=== TASKS TO COMPLETE ===
[1] Do the following statements agree with the C++ discussion? Answer each with yes or no, and quote the deciding words of the C++ discussion exactly.
(a) Haskell is among the languages said to have fundamental concepts with no equivalent in C++.
(b) Three semantics for copying are listed.
(c) Under the second copying semantics, modifying the copy affects the original.
[2] Write out everything in the C++ discussion from "Try Fortran argument" down to "is a value)", word for word.

──────── DOCUMENT PASSAGE

Oh, really! All of Algol 68, Fortran, Genstat, Lisp, Haskell, PL/I
and most of the others I have used or helped with have fundamental
concepts that have no equivalent in C++ - and conversely.

>C++ allows you to do whatever you want, that's why there are so many
>rules and coding standards about it of how you should do things.

Only in the sense that every language does. There are lots of things
that can't be done without programming primitives from scratch.

>> If you
>> know several different language approaches to the same issue, you
>> will have hell working out which ones C++ permits.
>
>All of them.

Try Fortran argument association or Algol 68 dereferencing and
deproceduring :-)

>> There are at least
>> four common, sane, approaches to object copying in a class-based
>> language, and several uncommon or insane ones.
>
>There are two semantics for copying:
>- copying creates another object, and modifying it doesn't modify the
>original (the object is a value)
>- copying creates an object that is really just an alias, and
>modifying it affects the original (the object is a view)

So far, so good.

>For the second semantics, there are subtleties in C++ due to ownership
>and lifetime issues, which do not exist in garbage collected
>languages.

They do, indeed, they do! They just expose themselves differently.

────────────────
──────── DATA SUPPLIED

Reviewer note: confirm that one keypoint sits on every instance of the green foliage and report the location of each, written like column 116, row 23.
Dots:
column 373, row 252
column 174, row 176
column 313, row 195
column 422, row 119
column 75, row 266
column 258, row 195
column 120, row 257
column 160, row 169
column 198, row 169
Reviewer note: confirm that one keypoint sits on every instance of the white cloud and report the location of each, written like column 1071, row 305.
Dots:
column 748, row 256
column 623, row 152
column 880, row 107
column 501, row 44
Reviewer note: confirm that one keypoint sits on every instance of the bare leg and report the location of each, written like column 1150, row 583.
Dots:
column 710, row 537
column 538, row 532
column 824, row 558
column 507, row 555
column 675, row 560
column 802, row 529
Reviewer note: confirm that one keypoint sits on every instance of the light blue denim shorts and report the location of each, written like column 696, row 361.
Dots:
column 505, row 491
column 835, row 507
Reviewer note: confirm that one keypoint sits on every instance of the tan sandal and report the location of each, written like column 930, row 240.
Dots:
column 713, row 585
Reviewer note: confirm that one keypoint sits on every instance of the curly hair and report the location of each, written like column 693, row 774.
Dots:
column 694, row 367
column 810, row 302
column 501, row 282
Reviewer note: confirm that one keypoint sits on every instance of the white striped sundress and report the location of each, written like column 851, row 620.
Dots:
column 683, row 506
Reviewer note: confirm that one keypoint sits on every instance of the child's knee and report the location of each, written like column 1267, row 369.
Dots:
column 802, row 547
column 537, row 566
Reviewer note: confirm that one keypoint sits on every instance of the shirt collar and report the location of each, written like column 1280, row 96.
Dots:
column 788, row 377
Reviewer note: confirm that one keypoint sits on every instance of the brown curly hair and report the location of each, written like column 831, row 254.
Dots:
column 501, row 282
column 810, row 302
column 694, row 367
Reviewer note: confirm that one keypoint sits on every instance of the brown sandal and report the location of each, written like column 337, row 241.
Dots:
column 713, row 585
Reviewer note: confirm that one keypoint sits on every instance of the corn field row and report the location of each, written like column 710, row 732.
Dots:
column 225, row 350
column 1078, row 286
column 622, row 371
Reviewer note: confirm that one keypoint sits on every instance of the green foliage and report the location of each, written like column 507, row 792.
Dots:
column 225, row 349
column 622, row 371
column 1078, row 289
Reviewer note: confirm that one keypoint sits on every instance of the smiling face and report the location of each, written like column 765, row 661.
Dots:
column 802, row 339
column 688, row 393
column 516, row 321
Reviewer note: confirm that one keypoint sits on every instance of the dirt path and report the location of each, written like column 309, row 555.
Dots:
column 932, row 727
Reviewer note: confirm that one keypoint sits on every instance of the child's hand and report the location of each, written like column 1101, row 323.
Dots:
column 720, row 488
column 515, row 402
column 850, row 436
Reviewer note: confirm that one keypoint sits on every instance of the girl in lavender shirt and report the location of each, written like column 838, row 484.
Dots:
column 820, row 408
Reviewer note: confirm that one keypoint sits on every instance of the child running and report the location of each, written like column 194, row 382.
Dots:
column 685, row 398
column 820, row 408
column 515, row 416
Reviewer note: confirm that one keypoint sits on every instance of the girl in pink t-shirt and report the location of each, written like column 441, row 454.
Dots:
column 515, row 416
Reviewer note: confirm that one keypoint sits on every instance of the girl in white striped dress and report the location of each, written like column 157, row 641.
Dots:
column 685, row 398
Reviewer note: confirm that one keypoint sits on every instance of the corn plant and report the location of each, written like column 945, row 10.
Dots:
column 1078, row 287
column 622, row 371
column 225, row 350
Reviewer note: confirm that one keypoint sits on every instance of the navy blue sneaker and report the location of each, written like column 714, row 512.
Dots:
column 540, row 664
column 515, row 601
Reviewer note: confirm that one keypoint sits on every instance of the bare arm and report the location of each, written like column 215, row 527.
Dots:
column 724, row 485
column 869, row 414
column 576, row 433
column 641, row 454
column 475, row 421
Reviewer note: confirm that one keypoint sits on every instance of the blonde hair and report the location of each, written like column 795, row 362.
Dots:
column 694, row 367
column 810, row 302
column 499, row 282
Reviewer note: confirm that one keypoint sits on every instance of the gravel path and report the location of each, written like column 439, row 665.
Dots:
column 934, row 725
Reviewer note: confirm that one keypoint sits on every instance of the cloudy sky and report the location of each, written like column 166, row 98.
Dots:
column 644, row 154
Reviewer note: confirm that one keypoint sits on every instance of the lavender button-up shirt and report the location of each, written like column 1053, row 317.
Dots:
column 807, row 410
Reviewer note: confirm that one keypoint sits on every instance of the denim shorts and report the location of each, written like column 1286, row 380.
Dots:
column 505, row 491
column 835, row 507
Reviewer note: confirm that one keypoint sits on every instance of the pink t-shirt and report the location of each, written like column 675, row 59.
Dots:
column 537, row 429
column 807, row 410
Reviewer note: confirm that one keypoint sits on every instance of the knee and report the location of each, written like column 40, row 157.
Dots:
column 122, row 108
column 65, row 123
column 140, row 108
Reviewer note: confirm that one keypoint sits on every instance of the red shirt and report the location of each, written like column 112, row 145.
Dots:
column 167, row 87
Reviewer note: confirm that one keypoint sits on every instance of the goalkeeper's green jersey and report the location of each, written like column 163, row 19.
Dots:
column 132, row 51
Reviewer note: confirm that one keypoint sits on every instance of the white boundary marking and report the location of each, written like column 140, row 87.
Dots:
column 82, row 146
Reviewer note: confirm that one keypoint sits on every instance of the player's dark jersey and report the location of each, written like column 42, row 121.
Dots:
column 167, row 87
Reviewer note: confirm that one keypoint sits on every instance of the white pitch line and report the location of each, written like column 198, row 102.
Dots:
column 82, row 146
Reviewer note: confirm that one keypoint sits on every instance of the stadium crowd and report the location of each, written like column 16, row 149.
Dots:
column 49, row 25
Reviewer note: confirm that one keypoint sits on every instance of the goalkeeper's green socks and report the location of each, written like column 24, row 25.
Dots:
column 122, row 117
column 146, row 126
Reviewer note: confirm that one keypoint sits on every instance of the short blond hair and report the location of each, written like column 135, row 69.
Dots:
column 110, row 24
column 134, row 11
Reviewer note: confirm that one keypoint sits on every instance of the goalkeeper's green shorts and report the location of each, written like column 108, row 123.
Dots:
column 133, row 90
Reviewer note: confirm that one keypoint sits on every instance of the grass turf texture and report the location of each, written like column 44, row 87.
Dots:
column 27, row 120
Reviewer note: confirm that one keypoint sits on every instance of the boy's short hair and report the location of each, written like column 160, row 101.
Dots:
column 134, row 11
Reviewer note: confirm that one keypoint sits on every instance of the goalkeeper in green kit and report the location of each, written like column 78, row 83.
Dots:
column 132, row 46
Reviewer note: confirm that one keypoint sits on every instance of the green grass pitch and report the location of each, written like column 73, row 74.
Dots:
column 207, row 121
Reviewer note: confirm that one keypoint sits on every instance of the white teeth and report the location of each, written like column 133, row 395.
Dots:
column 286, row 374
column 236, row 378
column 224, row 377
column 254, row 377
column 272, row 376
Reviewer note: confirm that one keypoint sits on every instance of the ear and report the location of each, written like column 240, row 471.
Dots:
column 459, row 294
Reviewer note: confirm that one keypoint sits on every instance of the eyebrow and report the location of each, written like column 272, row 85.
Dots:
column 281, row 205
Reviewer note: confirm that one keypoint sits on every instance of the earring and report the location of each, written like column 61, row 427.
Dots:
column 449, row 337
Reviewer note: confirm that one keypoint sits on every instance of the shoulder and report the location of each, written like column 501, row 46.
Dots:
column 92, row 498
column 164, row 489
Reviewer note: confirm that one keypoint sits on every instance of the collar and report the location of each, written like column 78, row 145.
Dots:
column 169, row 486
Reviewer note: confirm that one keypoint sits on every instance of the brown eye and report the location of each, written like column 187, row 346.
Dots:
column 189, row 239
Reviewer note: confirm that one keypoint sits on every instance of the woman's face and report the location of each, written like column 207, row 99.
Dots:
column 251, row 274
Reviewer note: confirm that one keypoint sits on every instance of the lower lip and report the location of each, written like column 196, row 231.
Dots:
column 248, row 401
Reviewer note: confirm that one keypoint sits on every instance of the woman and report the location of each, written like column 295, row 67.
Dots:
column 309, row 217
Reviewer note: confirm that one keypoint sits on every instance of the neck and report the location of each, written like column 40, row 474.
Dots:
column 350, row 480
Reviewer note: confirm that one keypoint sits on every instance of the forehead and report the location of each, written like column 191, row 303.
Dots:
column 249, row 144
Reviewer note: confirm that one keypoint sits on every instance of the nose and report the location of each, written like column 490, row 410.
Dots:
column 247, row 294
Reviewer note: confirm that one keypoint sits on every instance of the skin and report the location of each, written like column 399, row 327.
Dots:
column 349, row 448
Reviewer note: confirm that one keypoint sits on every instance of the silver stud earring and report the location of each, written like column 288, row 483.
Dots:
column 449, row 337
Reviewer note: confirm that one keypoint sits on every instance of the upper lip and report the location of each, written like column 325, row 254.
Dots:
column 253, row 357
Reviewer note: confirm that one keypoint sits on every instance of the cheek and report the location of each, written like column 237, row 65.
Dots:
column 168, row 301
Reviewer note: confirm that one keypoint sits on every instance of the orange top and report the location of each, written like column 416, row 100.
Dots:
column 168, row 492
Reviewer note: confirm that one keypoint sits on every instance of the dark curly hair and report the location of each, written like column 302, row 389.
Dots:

────────────────

=== RESPONSES ===
[1]
(a) Yes: "Haskell, PL/I and most of the others I have used or helped with have fundamental concepts that have no equivalent in C++"
(b) No: "There are two semantics for copying"
(c) Yes: "modifying it affects the original (the object is a view)"

[2]
Try Fortran argument association or Algol 68 dereferencing and
deproceduring :-)

>> There are at least
>> four common, sane, approaches to object copying in a class-based
>> language, and several uncommon or insane ones.
>
>There are two semantics for copying:
>- copying creates another object, and modifying it doesn't modify the
>original (the object is a value)